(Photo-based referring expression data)
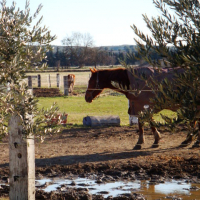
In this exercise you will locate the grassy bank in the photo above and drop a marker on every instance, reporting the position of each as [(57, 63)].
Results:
[(77, 108)]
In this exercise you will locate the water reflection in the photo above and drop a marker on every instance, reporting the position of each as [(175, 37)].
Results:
[(149, 190)]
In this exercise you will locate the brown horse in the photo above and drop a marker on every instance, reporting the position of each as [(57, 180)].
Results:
[(71, 82), (102, 79)]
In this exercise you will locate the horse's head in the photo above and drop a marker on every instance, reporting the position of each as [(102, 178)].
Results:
[(94, 86)]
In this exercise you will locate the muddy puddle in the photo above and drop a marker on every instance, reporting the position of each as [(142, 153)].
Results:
[(170, 189)]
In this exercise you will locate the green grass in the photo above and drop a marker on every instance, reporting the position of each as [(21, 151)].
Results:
[(77, 108)]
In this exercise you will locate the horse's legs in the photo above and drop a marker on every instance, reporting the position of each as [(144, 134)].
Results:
[(141, 136), (189, 138), (156, 136)]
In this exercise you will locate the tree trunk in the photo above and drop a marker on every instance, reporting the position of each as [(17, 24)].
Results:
[(21, 162)]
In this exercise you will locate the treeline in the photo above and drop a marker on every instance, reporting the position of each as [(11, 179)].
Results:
[(67, 56)]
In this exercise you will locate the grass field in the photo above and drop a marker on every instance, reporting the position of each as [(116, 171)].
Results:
[(77, 108)]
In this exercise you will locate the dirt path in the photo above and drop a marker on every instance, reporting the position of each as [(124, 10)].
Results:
[(87, 150)]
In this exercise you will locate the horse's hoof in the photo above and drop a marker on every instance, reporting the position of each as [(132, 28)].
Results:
[(137, 147), (196, 144), (183, 145), (155, 146)]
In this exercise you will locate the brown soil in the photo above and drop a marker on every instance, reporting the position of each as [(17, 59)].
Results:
[(110, 150)]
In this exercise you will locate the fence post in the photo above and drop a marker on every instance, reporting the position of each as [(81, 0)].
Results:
[(39, 80), (58, 80), (30, 82), (49, 81), (66, 89), (21, 162)]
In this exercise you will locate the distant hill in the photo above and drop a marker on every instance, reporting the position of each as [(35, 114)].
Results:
[(109, 48)]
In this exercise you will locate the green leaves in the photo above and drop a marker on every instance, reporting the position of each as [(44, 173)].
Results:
[(23, 46)]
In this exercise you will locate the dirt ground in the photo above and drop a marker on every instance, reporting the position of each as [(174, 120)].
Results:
[(109, 150)]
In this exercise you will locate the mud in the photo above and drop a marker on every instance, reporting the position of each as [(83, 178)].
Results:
[(108, 152)]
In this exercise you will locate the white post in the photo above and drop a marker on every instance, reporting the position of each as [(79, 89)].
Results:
[(21, 162), (133, 119), (66, 89), (58, 80), (49, 81)]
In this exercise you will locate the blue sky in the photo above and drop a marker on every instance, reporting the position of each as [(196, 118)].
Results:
[(107, 21)]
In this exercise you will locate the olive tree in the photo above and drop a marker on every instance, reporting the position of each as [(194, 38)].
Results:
[(23, 46), (175, 36)]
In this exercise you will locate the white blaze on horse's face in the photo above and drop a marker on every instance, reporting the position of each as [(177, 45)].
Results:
[(93, 89)]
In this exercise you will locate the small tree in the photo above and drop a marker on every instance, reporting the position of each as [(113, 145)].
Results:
[(23, 47), (176, 38)]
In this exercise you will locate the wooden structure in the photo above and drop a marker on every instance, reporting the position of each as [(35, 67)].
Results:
[(21, 162)]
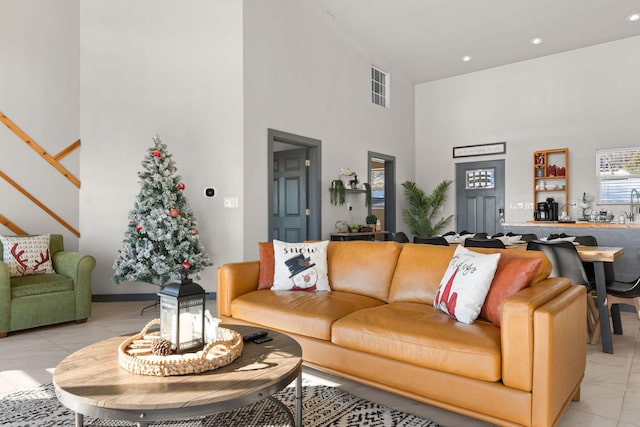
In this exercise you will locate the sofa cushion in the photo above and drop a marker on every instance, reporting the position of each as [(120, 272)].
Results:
[(465, 284), (513, 274), (26, 255), (430, 339), (305, 313), (300, 266), (39, 284), (267, 265), (418, 274), (375, 261)]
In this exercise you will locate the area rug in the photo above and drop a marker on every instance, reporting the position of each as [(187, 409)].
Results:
[(322, 406)]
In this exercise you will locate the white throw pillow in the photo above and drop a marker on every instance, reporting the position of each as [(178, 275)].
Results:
[(25, 255), (300, 266), (465, 284)]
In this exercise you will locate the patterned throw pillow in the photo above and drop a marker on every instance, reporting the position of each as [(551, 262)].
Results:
[(465, 284), (25, 255), (300, 266), (267, 265)]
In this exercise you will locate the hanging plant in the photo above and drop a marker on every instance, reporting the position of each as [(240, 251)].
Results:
[(367, 195), (337, 192)]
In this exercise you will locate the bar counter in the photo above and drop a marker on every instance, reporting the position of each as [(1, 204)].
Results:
[(626, 267)]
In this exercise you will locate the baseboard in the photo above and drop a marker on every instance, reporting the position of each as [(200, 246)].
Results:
[(135, 297)]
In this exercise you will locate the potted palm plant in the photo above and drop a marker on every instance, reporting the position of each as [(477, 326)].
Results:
[(423, 208)]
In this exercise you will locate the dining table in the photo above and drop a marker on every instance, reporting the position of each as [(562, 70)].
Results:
[(598, 255)]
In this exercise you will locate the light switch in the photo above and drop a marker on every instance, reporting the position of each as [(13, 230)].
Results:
[(231, 202)]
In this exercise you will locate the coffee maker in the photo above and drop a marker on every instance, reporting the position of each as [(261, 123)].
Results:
[(547, 211)]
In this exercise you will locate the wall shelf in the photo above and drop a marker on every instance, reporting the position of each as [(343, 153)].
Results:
[(551, 167)]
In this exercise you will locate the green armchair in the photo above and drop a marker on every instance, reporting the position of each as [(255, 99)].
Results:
[(46, 299)]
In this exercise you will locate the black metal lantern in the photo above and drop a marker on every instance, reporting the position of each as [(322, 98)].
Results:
[(182, 316)]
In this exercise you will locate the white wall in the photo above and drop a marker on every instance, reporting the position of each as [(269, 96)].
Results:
[(39, 91), (303, 76), (583, 100), (172, 68)]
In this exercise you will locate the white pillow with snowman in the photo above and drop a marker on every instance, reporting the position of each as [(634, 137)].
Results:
[(300, 266)]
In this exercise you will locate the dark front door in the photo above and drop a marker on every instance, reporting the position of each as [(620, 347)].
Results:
[(479, 196), (290, 195)]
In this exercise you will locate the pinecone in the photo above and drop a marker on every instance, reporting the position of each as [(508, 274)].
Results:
[(161, 347)]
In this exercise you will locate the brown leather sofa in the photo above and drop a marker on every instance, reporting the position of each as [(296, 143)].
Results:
[(378, 326)]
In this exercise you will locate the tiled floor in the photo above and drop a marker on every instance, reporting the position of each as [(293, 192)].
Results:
[(610, 391)]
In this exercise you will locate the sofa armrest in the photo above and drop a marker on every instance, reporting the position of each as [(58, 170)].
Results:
[(560, 354), (233, 280), (517, 330), (78, 267), (5, 297)]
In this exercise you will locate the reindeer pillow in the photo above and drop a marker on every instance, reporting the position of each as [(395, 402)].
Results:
[(25, 255), (465, 284)]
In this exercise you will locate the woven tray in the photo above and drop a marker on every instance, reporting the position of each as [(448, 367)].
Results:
[(216, 354)]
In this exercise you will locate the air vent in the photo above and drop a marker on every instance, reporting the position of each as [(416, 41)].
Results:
[(379, 87)]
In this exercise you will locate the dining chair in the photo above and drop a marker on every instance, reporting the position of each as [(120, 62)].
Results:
[(473, 242), (399, 237), (527, 237), (566, 262), (435, 240)]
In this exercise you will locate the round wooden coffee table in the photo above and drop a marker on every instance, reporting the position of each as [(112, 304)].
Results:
[(91, 382)]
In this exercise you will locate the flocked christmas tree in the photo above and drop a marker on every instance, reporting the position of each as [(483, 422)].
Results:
[(161, 243)]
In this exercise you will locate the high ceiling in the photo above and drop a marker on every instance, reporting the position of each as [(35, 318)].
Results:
[(428, 38)]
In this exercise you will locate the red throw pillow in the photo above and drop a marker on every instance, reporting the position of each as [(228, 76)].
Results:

▶ **Try it**
Output every record above verbatim, excluding images.

▶ **Output for this task**
In this exercise you will locate the grassy bank in the photo above and drop a marker on every instance, reporting the position of each as [(57, 63)].
Results:
[(77, 108)]
In this exercise you will locate the water reflection in the photo above and drop a marker on every instance, reporting the position of each as [(175, 37)].
Results:
[(149, 190)]
In this exercise you will locate the brown horse in the photo above and drop a marker on every instance, reporting the position of each as [(57, 180)].
Results:
[(71, 82), (102, 79)]
In this exercise you will locate the horse's head in the photo above and drop a marker on every instance, reporting the position of each as [(102, 178)].
Results:
[(94, 86)]
In this exercise you will locate the muddy puddle in the photo above and drop a marker on every instance, reporting the position of each as [(142, 153)].
Results:
[(170, 189)]
In this exercise you will locate the green grass in the photo above and drop a marker on every instance, reporting the position of each as [(21, 151)].
Results:
[(77, 108)]
In this exercise you will locate the horse's legs in the photo above and drop a marker on every instance, reporting the position of each as [(144, 134)].
Results:
[(141, 136), (189, 138), (156, 136)]
In this exercise you will locate the tree trunk in the photo above and drop a marker on every instance, reporting the position of each as [(17, 24)].
Results:
[(21, 162)]
In this exercise you will locate the treeline in the photo above and drop a marker on every instance, reporting the position of each as [(11, 179)].
Results:
[(67, 56)]
In this exercise you will locate the grass field in the photo above and drop a marker on every instance, reporting the position of each as [(116, 171)].
Results:
[(77, 108)]
In this exercise you will locate the dirt path in the photo above and drop a marker on every instance, reporting the position of each as [(124, 10)].
Results:
[(87, 150)]
In this exercise you will locate the horse's hoof in the photo above and drop a marker on every instance, reporting the position of each as [(132, 28)].
Results:
[(137, 147), (196, 144), (183, 145), (155, 146)]
In this exercise you will locate the brown soil in the photo above and drop a marker on every instance, reporting the position of each as [(17, 59)].
Results:
[(110, 150)]
In this exercise you will locate the fence post in the photo above and drop a marker on every instance, reporting the position of each as [(81, 0)].
Results:
[(39, 80), (58, 80), (30, 82), (49, 81), (66, 89), (21, 162)]
In this exercise you will locate the distant hill in the photo above and drop a marker on every instance, reporting the position of each as [(35, 114)].
Results:
[(109, 48)]
In this exercise you will locate the green leaves in the photo above and drop a marker on every instance, reporting the position of each as [(44, 173)].
Results:
[(23, 46)]
In this exercise you will locate the dirt ground in the photo above and drop a marker on every instance, reporting the position of each as [(174, 120)].
Results:
[(109, 150)]
In this exercise you will locate the mud in the photo above and drop a marker on every instance, reporting the position of each as [(83, 178)].
Results:
[(108, 152)]
In this exercise you will locate the white post in the photo above and drop a marker on every instance, reporting the position of each as [(79, 89)].
Results:
[(21, 162), (133, 119), (66, 89), (58, 80), (49, 81)]
In this exercise you will locate the blue sky in the photo above and drop a marker on every instance, reporting the position of each as [(196, 118)].
Results:
[(107, 21)]
In this exercise you will locate the olive tree in the photo above and drop a marker on every instance, reporting the position of each as [(194, 38)].
Results:
[(23, 46), (175, 36)]
In this exercise you will locate the white blaze on horse's face in the photo above and drop a marker on every instance, reporting the position of each as [(177, 45)].
Results:
[(93, 89)]
In this exercise you will locate the small tree in the photo above and drop a marker on every instance, reporting the position of each as [(113, 145)].
Results:
[(23, 47), (176, 38)]
In this exercise you will locate the wooden structure in the photo above and drop a marker on every instance, reporting the position of each as [(35, 67)].
Results:
[(21, 162)]
In this exercise you will locate the sofa cushion in the photo above and drop a marker on every instance, reporting the position of each as [(120, 272)].
Results:
[(465, 284), (513, 274), (26, 255), (430, 339), (305, 313), (300, 266), (39, 284), (267, 265), (418, 274), (375, 261)]
In this exercise you will locate the area rug in the photo above and drop a marker on every instance, reporting the position of each as [(187, 409)].
Results:
[(322, 406)]
In this exercise you will locate the white throw pillow in the photo above and drop a marker on every instance, reporting the position of each as [(178, 275)].
Results:
[(25, 255), (300, 266), (465, 284)]
In this exercise you will locate the patterned throw pillow in the photo above and drop a marker on every instance, reporting the position of each as [(551, 262)].
Results:
[(465, 284), (25, 255), (300, 266), (267, 265)]
In this exercise you will locate the hanging plant in the photo above and drop a marker on every instance, reporting the position of each as [(240, 251)].
Results:
[(367, 195), (337, 192)]
In this exercise you will locate the bar counter in the photo above and drop a marker on every instance, reporting the position of each as [(1, 204)].
Results:
[(626, 267)]
In this exercise you will locate the baseboard in the photo above and drop a marker on every instance, reporting the position of each as [(200, 246)].
Results:
[(135, 297)]
In this exercise you will locate the potted palm plant in the photo above and drop a marker on every instance, reporting the position of each as [(477, 326)].
Results:
[(423, 208)]
In this exercise you will locate the dining table in the photo above and drop a marker on every instance, reporting the position of each as [(562, 70)].
Results:
[(598, 255)]
In this exercise you will locate the light switch in the photo above and drop a marker on every instance, reporting the position of each as [(13, 230)].
Results:
[(231, 202)]
In this exercise you will locate the coffee maker in the photo above and drop a marker on every instance, reporting the position of each as [(261, 123)].
Results:
[(547, 211)]
In this exercise you will locate the wall shelf in the photo above and drop a marker on every instance, reporting the position of each as [(343, 153)].
Results:
[(551, 167)]
In this exercise you will locate the green armchair in the photo above and drop a marker on every instance, reporting the position of each as [(255, 99)].
Results:
[(46, 299)]
In this exercise you will locate the black metal lantern in the photo above and drop a marker on every instance, reporting the position of each as [(322, 98)].
Results:
[(182, 316)]
In this exercise you will locate the white wall in the photo above and drop a marker on every instance, reporting the position of each as [(269, 96)].
Results:
[(39, 91), (303, 76), (583, 100), (172, 68)]
In this exercise you will locate the white pillow with snowman in the photo above and drop a marker on every instance, reporting the position of each as [(634, 137)].
Results:
[(300, 266)]
In this exercise you will locate the dark front door in the photo above and drop a marker on every instance, reporting the position of each as [(620, 347)].
Results:
[(479, 196), (290, 195)]
In this exercise you will locate the pinecone in the photo above and drop a marker on every instance, reporting the position of each as [(508, 274)].
Results:
[(161, 347)]
In this exercise you will locate the brown leather sofa in the photo above and drop a marker on every instance, reporting the position of each as [(296, 143)].
Results:
[(378, 326)]
In this exercise you will locate the tiled floor in the photo above and drop a marker on every instance, reporting the position of each as [(293, 192)].
Results:
[(610, 391)]
In this exercise you will locate the sofa armrest in the photo above and drop a marker on every instance, reporting the position of each as [(58, 170)].
Results:
[(560, 354), (233, 280), (517, 330), (78, 267), (5, 297)]
In this exercise you will locate the reindeer pillow in the photo above and drop a marker on every instance, reporting the position of each as [(395, 402)].
Results:
[(25, 255), (465, 284)]
In this exercise you will locate the woven tray in the photo above and drop a marker on every instance, reporting the position of each as [(448, 367)].
Results:
[(216, 354)]
In this exercise you will locate the air vent in the photo above and drop a marker on every instance, reporting the position of each as [(416, 41)].
Results:
[(379, 87)]
In this exercise you will locate the dining chair in the photo above and drop a marker on every instance, reporting the position of each as [(120, 62)].
Results:
[(473, 242), (399, 237), (527, 237), (566, 262), (435, 240)]
In this exercise you will locate the round wooden coffee table in the photo above and drop a marker on every instance, reporting the position of each as [(112, 304)].
Results:
[(91, 382)]
In this exercise you will locate the flocked christmas tree in the photo above and drop a marker on every instance, reporting the position of each as [(483, 422)].
Results:
[(161, 243)]
In this exercise you will locate the high ceiling in the photo above and drop a marker on every instance, reporting the position of each as [(35, 318)].
Results:
[(428, 38)]
In this exercise you will locate the red throw pillow in the photo above and drop a marker on every instance, reporting the position of each as [(228, 76)].
Results:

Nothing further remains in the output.